# [ACTION ITEM]
Your answer should be every line of the records that contains the word "shirt", copied as it stands.

Point localization data
☆ ☆ ☆ ☆ ☆

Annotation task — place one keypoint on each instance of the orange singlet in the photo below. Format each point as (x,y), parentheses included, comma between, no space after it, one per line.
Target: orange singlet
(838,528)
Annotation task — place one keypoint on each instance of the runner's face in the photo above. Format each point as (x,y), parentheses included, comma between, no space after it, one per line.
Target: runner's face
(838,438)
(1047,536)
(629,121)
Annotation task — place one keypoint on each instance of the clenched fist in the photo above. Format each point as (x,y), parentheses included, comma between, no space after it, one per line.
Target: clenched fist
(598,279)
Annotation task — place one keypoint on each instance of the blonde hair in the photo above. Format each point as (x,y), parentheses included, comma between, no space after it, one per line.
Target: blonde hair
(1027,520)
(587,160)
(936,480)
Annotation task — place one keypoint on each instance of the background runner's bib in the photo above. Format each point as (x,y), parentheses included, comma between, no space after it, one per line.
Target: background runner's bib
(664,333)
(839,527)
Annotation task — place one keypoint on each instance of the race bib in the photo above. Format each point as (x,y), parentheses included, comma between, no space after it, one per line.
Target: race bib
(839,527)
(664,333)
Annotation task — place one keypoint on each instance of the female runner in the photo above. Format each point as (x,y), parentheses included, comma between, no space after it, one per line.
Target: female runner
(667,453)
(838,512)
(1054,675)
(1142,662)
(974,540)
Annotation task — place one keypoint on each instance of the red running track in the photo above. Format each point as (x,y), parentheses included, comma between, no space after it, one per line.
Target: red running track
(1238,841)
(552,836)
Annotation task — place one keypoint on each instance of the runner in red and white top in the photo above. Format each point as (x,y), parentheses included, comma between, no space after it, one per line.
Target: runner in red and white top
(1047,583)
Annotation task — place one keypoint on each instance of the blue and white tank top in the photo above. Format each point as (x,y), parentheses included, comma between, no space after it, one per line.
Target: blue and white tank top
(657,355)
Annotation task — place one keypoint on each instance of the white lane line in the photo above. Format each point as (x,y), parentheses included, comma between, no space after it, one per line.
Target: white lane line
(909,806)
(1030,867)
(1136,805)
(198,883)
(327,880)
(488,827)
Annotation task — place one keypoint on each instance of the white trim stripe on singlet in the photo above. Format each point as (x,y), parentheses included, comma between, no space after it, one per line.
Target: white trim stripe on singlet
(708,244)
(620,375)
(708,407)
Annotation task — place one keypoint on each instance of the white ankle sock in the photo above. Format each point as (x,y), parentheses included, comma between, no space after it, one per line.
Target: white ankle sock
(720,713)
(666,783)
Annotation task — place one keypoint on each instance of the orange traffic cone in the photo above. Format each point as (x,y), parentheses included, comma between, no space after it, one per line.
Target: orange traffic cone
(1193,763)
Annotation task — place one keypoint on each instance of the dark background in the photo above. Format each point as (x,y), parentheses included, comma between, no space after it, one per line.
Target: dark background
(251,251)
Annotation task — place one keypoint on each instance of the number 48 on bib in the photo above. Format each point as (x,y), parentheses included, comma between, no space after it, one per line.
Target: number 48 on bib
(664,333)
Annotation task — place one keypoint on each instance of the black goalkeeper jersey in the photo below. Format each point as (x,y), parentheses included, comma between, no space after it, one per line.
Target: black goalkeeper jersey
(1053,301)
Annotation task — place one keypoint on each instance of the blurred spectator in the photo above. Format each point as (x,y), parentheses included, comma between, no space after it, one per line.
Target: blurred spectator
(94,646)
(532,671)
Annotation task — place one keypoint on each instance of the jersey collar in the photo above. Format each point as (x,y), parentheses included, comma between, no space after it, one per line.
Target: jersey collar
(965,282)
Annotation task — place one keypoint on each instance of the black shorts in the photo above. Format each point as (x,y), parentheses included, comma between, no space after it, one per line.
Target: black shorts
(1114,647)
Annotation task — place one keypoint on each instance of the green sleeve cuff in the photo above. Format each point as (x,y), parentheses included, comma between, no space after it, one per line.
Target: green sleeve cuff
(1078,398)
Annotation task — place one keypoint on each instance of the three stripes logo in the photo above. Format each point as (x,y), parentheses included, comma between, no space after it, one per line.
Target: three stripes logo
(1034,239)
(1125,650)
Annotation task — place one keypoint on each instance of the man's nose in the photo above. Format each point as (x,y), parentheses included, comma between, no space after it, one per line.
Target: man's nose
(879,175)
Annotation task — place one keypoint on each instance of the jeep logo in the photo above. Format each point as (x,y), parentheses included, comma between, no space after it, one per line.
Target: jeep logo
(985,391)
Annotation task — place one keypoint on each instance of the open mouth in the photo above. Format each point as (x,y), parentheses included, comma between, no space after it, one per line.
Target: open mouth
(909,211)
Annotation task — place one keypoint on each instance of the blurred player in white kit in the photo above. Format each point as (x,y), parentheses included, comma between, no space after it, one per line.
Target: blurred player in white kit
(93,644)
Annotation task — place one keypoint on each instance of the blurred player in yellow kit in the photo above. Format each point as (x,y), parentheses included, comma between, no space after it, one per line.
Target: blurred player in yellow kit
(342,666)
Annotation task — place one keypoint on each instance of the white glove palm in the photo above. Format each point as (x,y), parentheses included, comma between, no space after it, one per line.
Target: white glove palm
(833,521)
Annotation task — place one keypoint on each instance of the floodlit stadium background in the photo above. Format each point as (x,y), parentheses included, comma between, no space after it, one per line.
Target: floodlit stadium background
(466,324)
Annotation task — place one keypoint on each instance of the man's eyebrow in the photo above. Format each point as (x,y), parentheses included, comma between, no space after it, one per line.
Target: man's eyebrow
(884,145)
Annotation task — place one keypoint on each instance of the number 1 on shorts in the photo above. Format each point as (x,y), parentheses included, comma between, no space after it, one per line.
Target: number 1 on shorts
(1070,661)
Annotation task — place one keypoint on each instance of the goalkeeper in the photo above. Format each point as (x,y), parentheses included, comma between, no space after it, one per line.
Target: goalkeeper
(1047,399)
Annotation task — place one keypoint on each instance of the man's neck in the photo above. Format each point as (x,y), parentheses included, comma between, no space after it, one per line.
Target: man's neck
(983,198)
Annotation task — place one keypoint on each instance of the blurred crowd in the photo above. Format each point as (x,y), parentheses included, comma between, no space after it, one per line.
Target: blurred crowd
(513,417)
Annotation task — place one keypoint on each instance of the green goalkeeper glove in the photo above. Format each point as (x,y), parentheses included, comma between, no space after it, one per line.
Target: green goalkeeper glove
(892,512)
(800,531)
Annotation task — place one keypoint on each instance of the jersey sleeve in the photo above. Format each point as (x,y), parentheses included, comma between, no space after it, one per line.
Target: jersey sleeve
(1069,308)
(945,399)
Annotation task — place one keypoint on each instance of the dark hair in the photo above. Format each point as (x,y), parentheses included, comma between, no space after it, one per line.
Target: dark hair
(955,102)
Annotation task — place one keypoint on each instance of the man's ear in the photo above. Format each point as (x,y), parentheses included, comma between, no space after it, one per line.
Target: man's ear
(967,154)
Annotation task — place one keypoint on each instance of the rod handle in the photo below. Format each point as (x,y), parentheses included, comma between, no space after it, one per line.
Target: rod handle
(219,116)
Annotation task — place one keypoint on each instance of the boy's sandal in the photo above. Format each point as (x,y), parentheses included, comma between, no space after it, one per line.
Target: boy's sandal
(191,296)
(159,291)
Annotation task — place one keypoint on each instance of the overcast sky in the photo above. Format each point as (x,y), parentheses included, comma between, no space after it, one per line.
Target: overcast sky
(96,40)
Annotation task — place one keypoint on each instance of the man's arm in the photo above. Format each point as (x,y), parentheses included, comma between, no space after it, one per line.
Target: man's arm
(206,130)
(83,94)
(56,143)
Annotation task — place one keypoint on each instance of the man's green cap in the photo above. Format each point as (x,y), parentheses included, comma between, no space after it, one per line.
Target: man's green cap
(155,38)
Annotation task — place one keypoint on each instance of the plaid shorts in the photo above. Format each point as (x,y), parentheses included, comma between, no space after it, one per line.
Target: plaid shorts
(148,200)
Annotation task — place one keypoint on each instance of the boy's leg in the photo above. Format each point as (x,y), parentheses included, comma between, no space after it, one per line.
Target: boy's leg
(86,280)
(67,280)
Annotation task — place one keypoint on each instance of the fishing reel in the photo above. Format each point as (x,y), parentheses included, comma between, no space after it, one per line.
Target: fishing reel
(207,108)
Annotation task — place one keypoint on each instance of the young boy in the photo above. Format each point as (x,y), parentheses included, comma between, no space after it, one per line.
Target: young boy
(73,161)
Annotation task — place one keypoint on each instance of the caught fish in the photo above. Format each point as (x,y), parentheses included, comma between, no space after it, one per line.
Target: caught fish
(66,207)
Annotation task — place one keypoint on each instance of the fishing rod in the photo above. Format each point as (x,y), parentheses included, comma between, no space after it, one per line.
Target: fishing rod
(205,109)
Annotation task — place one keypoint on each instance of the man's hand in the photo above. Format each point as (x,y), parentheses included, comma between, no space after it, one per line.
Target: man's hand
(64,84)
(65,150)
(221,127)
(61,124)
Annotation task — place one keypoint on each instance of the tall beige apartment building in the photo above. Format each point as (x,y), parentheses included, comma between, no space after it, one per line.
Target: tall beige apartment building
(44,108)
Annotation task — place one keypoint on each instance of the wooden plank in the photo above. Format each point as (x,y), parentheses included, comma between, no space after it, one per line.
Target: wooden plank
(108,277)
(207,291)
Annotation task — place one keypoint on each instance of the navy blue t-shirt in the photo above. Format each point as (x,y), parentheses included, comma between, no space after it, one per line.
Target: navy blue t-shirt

☆ ☆ ☆ ☆ ☆

# [SOLUTION TO THIS EXERCISE]
Annotation task — place one keypoint on each instance of the navy blue t-shirt in the photo above. Format each point as (x,y), parentheses included, comma between, no space after it, one per line.
Target: navy blue t-shirt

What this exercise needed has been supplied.